Goethe era huésped asiduo en Teplice y Karlovy Vary y, al contrario que Beethoven, se movía hábilmente y con enorme placer en la elegante sociedad. Gozaba de la atención que le dispensaban los distinguidos huéspedes del balneario, que quizás habían estudiado o leído con interés su Teoría de los colores aparecida en 1810. Sobre todo, la joven emperatriz María Luisa, la tercera esposa de Francisco I, admiraba hasta la exaltación a Goethe; lo que halagaba mucho al mujeriego poeta de casi 63 años.

En el verano de 1812 Goethe y María Luisa se encontrarían diariamente. Oficialmente el gran vate introducía en la literatura alemana a la emperatriz, nacida en Monza, Italia. En las tertulias del balneario se especulaba que era algo más que el amor por el arte lo que les unía.

● Ejercicios
A – Traduce al inglés esta oración del texto sobre Goethe: "En el verano de 1812 Goethe y María Luisa se encontrarían diariamente."
B – Por favor, reescribe las entradas desde su comienzo hasta la línea que contiene "[322, 211, 400, 278]", ambas incluidas, cambiando "query" por "prompt" y sin tocar nada más.
El texto y las entradas no guardan relación entre sí.

● Datos proporcionados
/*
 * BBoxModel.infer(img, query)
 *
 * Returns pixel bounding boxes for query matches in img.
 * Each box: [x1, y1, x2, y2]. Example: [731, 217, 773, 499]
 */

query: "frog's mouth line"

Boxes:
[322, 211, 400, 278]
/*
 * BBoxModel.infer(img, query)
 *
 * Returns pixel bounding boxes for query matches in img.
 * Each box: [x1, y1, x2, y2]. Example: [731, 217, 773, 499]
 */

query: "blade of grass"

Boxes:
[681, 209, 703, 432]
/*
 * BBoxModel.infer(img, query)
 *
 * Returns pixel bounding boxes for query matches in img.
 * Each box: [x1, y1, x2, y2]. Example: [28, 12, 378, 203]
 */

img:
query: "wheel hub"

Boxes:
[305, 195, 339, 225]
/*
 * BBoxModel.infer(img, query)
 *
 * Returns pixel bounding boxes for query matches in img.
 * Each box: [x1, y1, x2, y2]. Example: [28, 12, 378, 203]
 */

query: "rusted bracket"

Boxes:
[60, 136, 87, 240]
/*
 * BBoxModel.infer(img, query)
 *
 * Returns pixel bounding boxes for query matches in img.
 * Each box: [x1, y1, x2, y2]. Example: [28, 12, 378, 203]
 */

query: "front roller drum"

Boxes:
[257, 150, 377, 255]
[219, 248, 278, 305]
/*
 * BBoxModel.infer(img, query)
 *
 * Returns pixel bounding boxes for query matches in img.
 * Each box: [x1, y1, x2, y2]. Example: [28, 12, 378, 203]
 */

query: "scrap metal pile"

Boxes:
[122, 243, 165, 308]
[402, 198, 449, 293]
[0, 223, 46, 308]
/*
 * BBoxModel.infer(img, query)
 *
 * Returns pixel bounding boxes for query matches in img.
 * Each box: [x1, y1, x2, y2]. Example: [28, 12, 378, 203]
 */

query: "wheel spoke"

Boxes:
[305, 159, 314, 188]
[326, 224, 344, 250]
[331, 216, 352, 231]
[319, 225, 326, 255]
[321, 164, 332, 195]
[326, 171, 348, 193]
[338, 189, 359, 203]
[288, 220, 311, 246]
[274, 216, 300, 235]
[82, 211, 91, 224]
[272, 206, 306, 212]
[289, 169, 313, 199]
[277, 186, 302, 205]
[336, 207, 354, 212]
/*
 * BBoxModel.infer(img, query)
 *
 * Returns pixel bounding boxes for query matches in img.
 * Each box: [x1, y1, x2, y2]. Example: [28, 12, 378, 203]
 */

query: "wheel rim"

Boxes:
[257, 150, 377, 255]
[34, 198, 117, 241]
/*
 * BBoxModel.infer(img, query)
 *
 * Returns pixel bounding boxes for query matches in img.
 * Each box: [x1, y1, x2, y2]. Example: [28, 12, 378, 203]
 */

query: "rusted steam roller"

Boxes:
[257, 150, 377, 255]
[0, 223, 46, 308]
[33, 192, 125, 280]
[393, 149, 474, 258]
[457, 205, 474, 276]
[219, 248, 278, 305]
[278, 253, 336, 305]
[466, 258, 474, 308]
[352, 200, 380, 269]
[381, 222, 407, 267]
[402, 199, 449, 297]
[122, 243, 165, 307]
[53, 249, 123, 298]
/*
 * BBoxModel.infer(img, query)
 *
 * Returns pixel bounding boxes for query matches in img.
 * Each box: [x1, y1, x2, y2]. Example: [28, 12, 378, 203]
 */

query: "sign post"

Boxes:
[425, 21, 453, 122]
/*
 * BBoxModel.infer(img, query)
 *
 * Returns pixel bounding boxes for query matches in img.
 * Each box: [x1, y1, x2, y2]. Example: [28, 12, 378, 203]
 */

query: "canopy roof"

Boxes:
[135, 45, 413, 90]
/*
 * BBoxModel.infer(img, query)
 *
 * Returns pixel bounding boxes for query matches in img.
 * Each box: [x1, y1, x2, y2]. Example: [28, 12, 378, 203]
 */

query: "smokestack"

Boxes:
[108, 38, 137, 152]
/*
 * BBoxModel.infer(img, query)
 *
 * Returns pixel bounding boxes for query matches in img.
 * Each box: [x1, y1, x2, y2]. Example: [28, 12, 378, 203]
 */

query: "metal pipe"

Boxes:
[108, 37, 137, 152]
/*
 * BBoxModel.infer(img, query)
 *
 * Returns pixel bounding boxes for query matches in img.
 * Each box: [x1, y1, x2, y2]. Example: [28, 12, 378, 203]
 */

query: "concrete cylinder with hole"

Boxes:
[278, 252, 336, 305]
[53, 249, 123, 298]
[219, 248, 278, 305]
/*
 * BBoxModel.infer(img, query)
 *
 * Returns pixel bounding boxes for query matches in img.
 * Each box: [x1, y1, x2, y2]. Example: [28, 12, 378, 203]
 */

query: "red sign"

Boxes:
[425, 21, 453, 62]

● Soluciones
A – In the summer of 1812, Goethe and María Luisa would meet daily.

B –
/*
 * BBoxModel.infer(img, prompt)
 *
 * Returns pixel bounding boxes for prompt matches in img.
 * Each box: [x1, y1, x2, y2]. Example: [731, 217, 773, 499]
 */

prompt: "frog's mouth line"

Boxes:
[322, 211, 400, 278]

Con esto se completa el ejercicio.